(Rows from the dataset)

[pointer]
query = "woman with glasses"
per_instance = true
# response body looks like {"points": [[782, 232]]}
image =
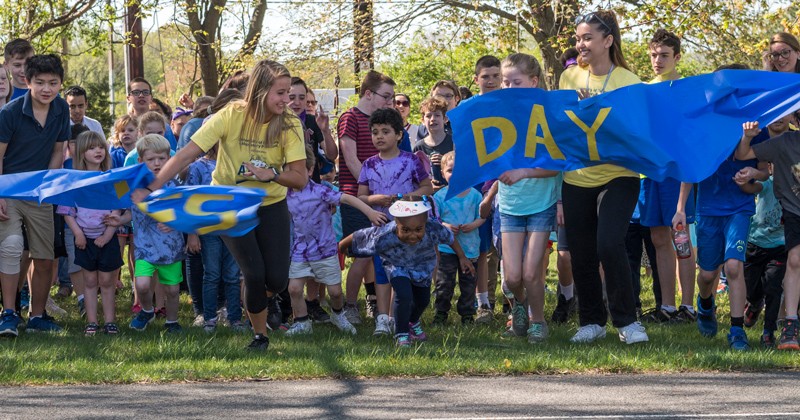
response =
{"points": [[783, 54], [598, 201]]}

:: Exercise task ::
Turn every line of the material above into a numbered list, skipping any blank lines. Leave the pictures out.

:: Answer to the task ::
1. [pointer]
2. query = "woman with glasses"
3. per_instance = true
4. # response body looks like {"points": [[782, 232]]}
5. image =
6. response =
7. {"points": [[783, 54], [598, 201]]}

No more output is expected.